* [Requirement]
What you output should match the data below exactly.

|---|

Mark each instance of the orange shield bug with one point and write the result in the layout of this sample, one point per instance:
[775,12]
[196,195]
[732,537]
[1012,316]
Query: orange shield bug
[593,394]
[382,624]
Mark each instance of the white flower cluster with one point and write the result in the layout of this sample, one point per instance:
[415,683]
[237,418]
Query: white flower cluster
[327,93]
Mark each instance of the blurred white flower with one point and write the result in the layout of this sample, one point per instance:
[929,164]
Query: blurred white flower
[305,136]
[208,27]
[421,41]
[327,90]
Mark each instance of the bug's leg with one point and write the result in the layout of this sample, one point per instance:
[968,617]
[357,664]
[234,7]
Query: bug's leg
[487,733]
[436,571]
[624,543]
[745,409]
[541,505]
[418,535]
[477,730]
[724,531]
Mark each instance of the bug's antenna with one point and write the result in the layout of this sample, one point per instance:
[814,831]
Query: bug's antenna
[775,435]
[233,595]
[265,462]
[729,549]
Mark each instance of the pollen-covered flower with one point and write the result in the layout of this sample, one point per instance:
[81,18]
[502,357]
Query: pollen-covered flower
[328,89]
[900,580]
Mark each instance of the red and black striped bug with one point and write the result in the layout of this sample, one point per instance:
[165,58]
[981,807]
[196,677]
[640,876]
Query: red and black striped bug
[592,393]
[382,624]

|---|

* [Solution]
Mark each instance of the orange shield bug with one point and write the result in the layout of this sample, one point per instance:
[775,12]
[196,195]
[732,537]
[1012,316]
Query: orange shield bug
[593,394]
[382,624]
Mark each instance of the white flower cluster with one point and write the result in the layout of this sample, one point per instance:
[415,683]
[237,418]
Query: white flower cluster
[327,93]
Mark each instance of the blurred white flower with one point and write the result in the layout of this sample, one point per instance:
[929,164]
Query: blurred white flower
[305,136]
[208,27]
[421,41]
[327,90]
Mark each instance of the bug's leg with one point and write the result in the layout of this sample, one point per instance:
[968,617]
[357,664]
[234,7]
Query: bug's leg
[487,733]
[436,571]
[624,543]
[745,409]
[541,505]
[418,535]
[477,730]
[724,531]
Mark each instance of the bug's antenna with one point and write the result in the layout of this sample, one point per instance:
[814,831]
Query: bug's antenna
[775,435]
[233,595]
[265,462]
[729,549]
Mark each instance of the pollen-covered flower with one point and write the result in the layout of this sample, one point per instance:
[81,18]
[502,357]
Query: pollen-covered flower
[328,89]
[900,580]
Mark each instance of the red and black striped bug with one point and write the result in the layout of this sample, one point per instance:
[165,58]
[981,807]
[196,677]
[640,876]
Query: red and black striped bug
[592,393]
[382,624]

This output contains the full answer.